▶ _Dataset items_
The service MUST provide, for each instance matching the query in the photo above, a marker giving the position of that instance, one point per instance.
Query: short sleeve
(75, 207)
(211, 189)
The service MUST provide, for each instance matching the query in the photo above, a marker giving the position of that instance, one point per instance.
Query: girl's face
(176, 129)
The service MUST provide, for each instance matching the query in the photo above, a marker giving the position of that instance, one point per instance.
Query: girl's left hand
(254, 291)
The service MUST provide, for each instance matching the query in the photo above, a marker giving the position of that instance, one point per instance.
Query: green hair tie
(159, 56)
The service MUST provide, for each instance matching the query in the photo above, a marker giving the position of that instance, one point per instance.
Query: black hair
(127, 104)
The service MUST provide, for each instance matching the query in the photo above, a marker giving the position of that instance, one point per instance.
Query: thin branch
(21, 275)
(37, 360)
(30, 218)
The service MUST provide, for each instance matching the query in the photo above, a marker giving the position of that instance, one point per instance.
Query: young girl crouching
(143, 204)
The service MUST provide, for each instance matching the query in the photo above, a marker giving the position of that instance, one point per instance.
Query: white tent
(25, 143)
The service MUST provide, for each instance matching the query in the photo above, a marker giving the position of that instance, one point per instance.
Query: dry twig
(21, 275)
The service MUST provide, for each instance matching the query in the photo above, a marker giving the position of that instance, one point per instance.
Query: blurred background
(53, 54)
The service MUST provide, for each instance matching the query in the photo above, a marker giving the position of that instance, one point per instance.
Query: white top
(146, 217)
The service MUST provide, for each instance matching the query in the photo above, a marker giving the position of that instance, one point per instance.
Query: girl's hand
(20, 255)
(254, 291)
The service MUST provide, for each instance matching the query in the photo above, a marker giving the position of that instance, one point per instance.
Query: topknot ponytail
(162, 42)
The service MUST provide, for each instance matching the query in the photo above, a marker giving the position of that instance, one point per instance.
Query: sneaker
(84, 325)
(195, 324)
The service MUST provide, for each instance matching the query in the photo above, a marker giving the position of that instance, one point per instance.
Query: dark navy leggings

▶ _Your objective_
Each line of the records must be reproduced exactly.

▶ _Task output_
The service MUST provide, for each instance matching the query in the photo above, a marker giving the position of that instance, one point per instance.
Query: short sleeve
(75, 207)
(211, 189)
The service MUST provide, for each instance matching the query in the photo above, a marker giving the position of that instance, one point per instance.
Query: girl's face
(176, 129)
The service MUST provide, for each instance matching the query in the photo above, a marker giving the position of that instance, one point per instance.
Query: girl's left hand
(254, 291)
The service MUST provide, for each instance matching the query in the photo above, a marker giving the position of that instance, one point per instance.
Query: green hair tie
(159, 56)
The service MUST provide, for each instance matching the query in the photo above, a marker giving the position of that instance, one point per instance.
Query: black hair
(127, 104)
The service MUST provide, for each instance matching the query in the photo above, a marker giving the position of that instance, one point per instance.
Query: thin branch
(21, 275)
(37, 360)
(30, 218)
The service MUST provide, for each instance matching the query in the photo above, a marker giving the position of that instance, one point per instance.
Query: young girl crouching
(143, 204)
The service MUST provide, for each instance matching the query in the photo above, a marker giving the position of that instance, one point per instance.
Query: white tent
(25, 143)
The service MUST provide, for each instance matching the query in the photo above, a marker giving the position of that instance, one point per instance.
Query: dry twig
(21, 275)
The service MUST provide, for each instance matching the query in the photo above, a marker giving the position of that instance, one point per instance.
Query: blurred background
(53, 54)
The service MUST provide, for each instance matching the query in the photo above, a marker giving the position of that instance, one point per instance.
Query: white top
(146, 217)
The service MUST provide, for each instance matching the query in the photo above, a marker giving the position of that instance, one point per instance.
Query: girl's hand
(20, 255)
(254, 291)
The service MUST provide, for each instance matching the query in the photo above, a marker giving the position of that instance, one point per instance.
Query: topknot ponytail
(162, 42)
The service MUST provide, for each instance matching the query in the photo above, a marker giving the position of that instance, one point per instance.
Query: sneaker
(84, 325)
(195, 324)
The service MUST provide, for each instance matching the query in the photo above, a marker giving the position of that instance, one point per instance.
Query: dark navy leggings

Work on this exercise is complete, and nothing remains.